**What is being asked:**
Reproduce the data below line for line, changing nothing.

**Records for this task:**
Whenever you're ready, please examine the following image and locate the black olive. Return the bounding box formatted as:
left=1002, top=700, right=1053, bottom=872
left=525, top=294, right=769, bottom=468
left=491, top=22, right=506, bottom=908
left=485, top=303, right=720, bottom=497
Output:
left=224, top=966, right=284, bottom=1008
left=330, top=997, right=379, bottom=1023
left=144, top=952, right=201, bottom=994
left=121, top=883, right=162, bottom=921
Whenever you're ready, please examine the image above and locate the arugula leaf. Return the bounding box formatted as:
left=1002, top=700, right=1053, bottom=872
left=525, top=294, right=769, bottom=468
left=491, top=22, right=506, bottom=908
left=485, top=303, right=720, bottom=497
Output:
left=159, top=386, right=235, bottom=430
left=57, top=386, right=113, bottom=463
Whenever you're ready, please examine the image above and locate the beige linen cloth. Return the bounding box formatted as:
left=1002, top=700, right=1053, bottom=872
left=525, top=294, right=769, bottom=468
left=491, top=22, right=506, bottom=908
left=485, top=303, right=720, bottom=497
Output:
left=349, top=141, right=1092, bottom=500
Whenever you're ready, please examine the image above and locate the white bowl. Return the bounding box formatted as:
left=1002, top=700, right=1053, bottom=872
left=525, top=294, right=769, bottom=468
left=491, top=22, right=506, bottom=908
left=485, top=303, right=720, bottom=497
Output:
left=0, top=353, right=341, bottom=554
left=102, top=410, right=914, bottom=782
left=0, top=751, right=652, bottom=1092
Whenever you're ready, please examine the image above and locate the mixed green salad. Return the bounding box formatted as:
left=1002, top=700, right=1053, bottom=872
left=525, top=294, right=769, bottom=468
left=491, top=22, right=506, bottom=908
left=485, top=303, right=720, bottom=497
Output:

**Reply to the task:**
Whenever you're ready, please examine the following image and locate the black olive. Return the bounding box formatted as:
left=1002, top=700, right=1053, bottom=872
left=525, top=294, right=769, bottom=468
left=491, top=22, right=506, bottom=908
left=485, top=303, right=720, bottom=497
Output:
left=224, top=966, right=284, bottom=1008
left=330, top=997, right=379, bottom=1023
left=144, top=952, right=201, bottom=994
left=121, top=883, right=162, bottom=921
Whenever you're ready, please examine the image above and locate the arugula leaf. Return the bounding box formatted as:
left=1002, top=700, right=1053, bottom=872
left=525, top=294, right=769, bottom=468
left=491, top=22, right=506, bottom=908
left=485, top=303, right=720, bottom=497
Output:
left=159, top=386, right=235, bottom=430
left=57, top=386, right=113, bottom=463
Whenever you're ready, please examine the image above and locate the beige linen cloth. Return the bounding box formatted as:
left=1002, top=700, right=1053, bottom=872
left=525, top=294, right=769, bottom=468
left=491, top=22, right=506, bottom=908
left=485, top=303, right=720, bottom=497
Output:
left=349, top=141, right=1092, bottom=500
Whenever you're ready, please examine the image above and locate the white bowl. Return the bounding box formatted as:
left=1002, top=700, right=1053, bottom=872
left=525, top=294, right=769, bottom=468
left=491, top=22, right=506, bottom=908
left=485, top=303, right=720, bottom=497
Output:
left=0, top=353, right=341, bottom=554
left=102, top=410, right=914, bottom=782
left=0, top=751, right=652, bottom=1092
Whenever you're ready, please examine the image above and locate the mixed green salad. Return the bounding box formatted as:
left=1002, top=700, right=1053, bottom=872
left=525, top=294, right=769, bottom=468
left=491, top=22, right=506, bottom=908
left=485, top=303, right=720, bottom=497
Output:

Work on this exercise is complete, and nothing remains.